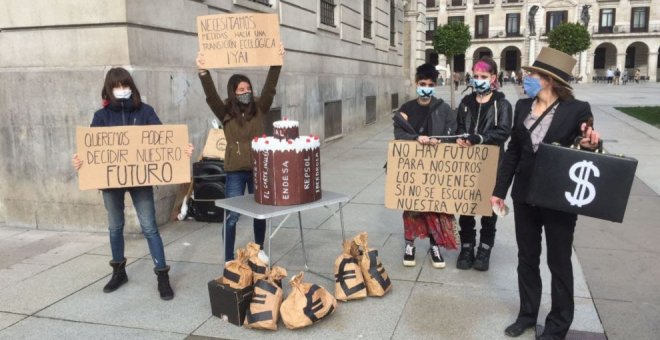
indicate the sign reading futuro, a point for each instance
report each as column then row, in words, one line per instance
column 132, row 156
column 441, row 178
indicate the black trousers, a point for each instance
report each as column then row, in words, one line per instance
column 486, row 234
column 559, row 227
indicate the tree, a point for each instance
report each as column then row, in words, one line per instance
column 570, row 38
column 451, row 40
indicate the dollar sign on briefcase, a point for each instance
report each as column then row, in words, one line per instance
column 580, row 173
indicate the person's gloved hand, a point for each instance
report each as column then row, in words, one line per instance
column 474, row 139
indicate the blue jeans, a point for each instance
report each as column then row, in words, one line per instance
column 143, row 200
column 235, row 186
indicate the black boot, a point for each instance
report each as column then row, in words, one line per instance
column 118, row 278
column 466, row 257
column 483, row 257
column 164, row 288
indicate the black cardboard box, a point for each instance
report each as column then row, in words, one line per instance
column 228, row 303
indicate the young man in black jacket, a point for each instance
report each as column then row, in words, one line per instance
column 486, row 117
column 417, row 120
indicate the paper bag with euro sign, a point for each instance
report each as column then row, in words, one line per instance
column 376, row 278
column 216, row 144
column 349, row 282
column 264, row 308
column 306, row 304
column 259, row 268
column 237, row 273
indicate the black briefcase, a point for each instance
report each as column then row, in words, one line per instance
column 582, row 182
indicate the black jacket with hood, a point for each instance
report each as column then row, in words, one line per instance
column 442, row 122
column 494, row 125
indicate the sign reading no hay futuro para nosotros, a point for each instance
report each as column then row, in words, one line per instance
column 239, row 40
column 444, row 178
column 132, row 156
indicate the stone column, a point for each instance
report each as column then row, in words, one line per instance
column 532, row 50
column 653, row 66
column 583, row 72
column 620, row 61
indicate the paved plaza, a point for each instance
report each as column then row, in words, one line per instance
column 51, row 282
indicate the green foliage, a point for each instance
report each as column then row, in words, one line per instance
column 570, row 38
column 452, row 39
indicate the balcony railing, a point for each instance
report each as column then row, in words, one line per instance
column 263, row 2
column 499, row 33
column 484, row 3
column 456, row 4
column 620, row 29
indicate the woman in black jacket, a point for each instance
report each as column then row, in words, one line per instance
column 486, row 117
column 550, row 115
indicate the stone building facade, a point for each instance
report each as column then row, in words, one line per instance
column 344, row 68
column 625, row 34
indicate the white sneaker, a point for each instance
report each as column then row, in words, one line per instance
column 263, row 257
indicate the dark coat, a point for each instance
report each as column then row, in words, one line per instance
column 498, row 120
column 124, row 112
column 519, row 157
column 238, row 155
column 443, row 122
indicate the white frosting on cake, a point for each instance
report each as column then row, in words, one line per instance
column 271, row 144
column 285, row 124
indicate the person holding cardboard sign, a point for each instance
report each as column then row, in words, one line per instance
column 417, row 120
column 486, row 116
column 243, row 116
column 551, row 114
column 122, row 105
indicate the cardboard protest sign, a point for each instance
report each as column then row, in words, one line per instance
column 132, row 156
column 442, row 178
column 216, row 144
column 239, row 40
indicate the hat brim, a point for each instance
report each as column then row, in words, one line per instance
column 548, row 73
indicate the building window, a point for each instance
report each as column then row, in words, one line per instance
column 328, row 12
column 392, row 24
column 513, row 24
column 599, row 58
column 639, row 19
column 367, row 18
column 481, row 26
column 554, row 19
column 606, row 24
column 459, row 19
column 431, row 26
column 630, row 57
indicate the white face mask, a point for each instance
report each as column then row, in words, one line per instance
column 122, row 93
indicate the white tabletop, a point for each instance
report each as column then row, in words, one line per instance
column 246, row 205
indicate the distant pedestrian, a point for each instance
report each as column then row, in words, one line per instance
column 617, row 75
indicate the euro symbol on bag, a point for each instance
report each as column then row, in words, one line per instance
column 580, row 173
column 344, row 275
column 314, row 306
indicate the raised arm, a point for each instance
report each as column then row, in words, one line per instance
column 212, row 98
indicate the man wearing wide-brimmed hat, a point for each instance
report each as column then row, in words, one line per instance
column 550, row 115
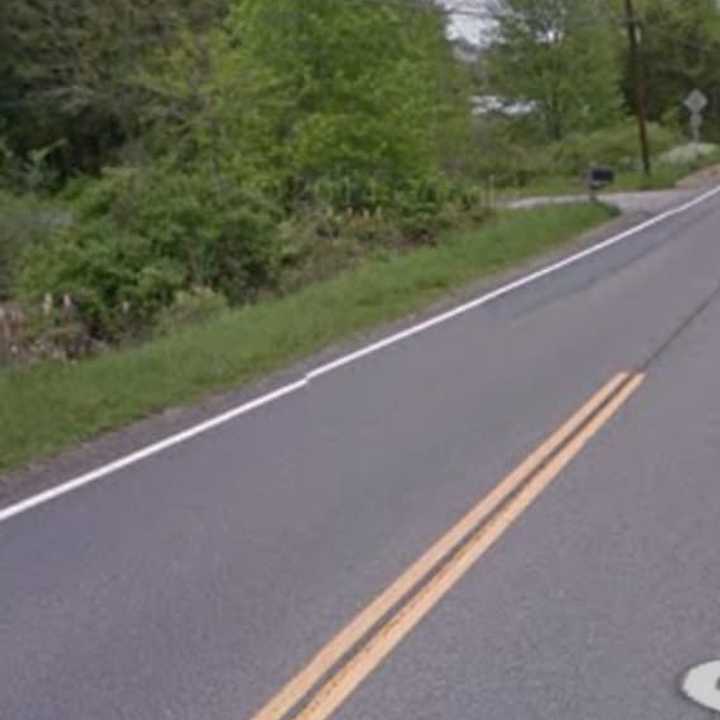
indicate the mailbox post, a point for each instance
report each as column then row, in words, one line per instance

++++

- _Action item_
Would you give the data above again word for word, skipping any images?

- _Result of the task_
indicate the sign reading futuro, a point for each instance
report each as column then row, in words, one line per instance
column 132, row 156
column 441, row 178
indicate the black trousers, a point for each instance
report each as column then row, in words, one line per instance
column 486, row 234
column 559, row 227
indicate the tree, a point for each instance
report each as column then row, in words, one line per instance
column 570, row 38
column 451, row 40
indicate the dollar sign on briefcase, a point for each instance
report each as column then row, in words, one line per instance
column 580, row 173
indicate the person's gloved hand, a point for each instance
report each as column then row, in words, one line per instance
column 474, row 139
indicate the blue jeans, a point for each instance
report each as column then row, in words, one line per instance
column 143, row 200
column 235, row 186
indicate the black boot, a point for each instance
report each as column then row, in words, one line per instance
column 118, row 278
column 466, row 257
column 483, row 257
column 164, row 288
indicate the black cardboard box, a point for each instance
report each as column then row, in words, one line per instance
column 228, row 303
indicate the young man in black jacket, a point for each instance
report each as column then row, in words, one line per instance
column 486, row 117
column 417, row 120
indicate the paper bag with euro sign, a point for each instance
report each as column then row, in words, one line per instance
column 376, row 278
column 216, row 144
column 349, row 282
column 264, row 308
column 306, row 304
column 259, row 268
column 237, row 273
indicate the black briefcase, a point for each instance
report each as column then row, in words, one line per instance
column 582, row 182
indicate the black jacket with hood, a point for each instance
report each as column then row, in words, one line per instance
column 442, row 122
column 494, row 125
indicate the sign reading no hay futuro para nosotros, a point for each instance
report each as column then row, in words, one line per instance
column 239, row 40
column 444, row 178
column 132, row 156
indicate the stone column, a point for each instance
report each as column then row, in words, one line per instance
column 532, row 50
column 653, row 66
column 583, row 72
column 620, row 61
indicate the paved plaza, a point for each instance
report each as column then row, in words, one line per instance
column 51, row 282
indicate the green foliage, a point for each instance
report each as column then row, in words, one line per instance
column 570, row 38
column 452, row 39
indicate the balcony railing, a point for each instance
report each as column then row, in words, one line per instance
column 263, row 2
column 499, row 33
column 484, row 3
column 456, row 4
column 620, row 29
indicate the woman in black jacket, a point for each instance
report each as column then row, in words, one line per instance
column 486, row 117
column 550, row 115
indicate the stone building facade, a point for each instance
report each as column then row, in words, one line per instance
column 344, row 68
column 625, row 34
indicate the white sneaker, a point for each instance
report each as column then row, in words, one line per instance
column 263, row 257
indicate the dark coat, a point for each instance
report each as column then row, in words, one line per instance
column 498, row 120
column 124, row 112
column 519, row 157
column 238, row 155
column 443, row 122
indicate the white frosting on cake, a point for each instance
report each as column then row, in words, one line per instance
column 271, row 144
column 285, row 124
indicate the person holding cardboard sign, a point for each instance
report each as column then row, in words, one line per instance
column 417, row 120
column 486, row 116
column 243, row 116
column 551, row 114
column 122, row 105
indicate the cardboard protest sign, a point for each instance
report each as column then row, in words, one line per instance
column 132, row 156
column 442, row 178
column 216, row 144
column 239, row 40
indicate the hat brim, a point for each instance
report each as column then row, in words, one line per instance
column 548, row 73
indicate the building window, a point for each instance
report each as column then row, in words, one line per instance
column 328, row 12
column 392, row 24
column 513, row 24
column 599, row 58
column 639, row 19
column 367, row 18
column 481, row 26
column 554, row 19
column 606, row 24
column 459, row 19
column 431, row 26
column 630, row 57
indicate the white face mask, a point for each instance
report each as column then row, in words, one line per instance
column 122, row 93
indicate the white tabletop, a point for each instance
report each as column then row, in words, one line per instance
column 246, row 205
indicate the distant pedestrian, a point for each instance
report each as column then row, in words, one line per instance
column 617, row 75
indicate the euro symbol on bag, a point for each instance
report each as column then row, in words, one line per instance
column 580, row 173
column 344, row 275
column 314, row 306
indicate the raised arm, a point for each instance
report each as column then row, in words, one line per instance
column 212, row 98
indicate the man wearing wide-brimmed hat, a point for each instance
report each as column then row, in words, one line per instance
column 550, row 115
indicate the mailbox post, a point for each instance
report each as column then row, in words, one line per instance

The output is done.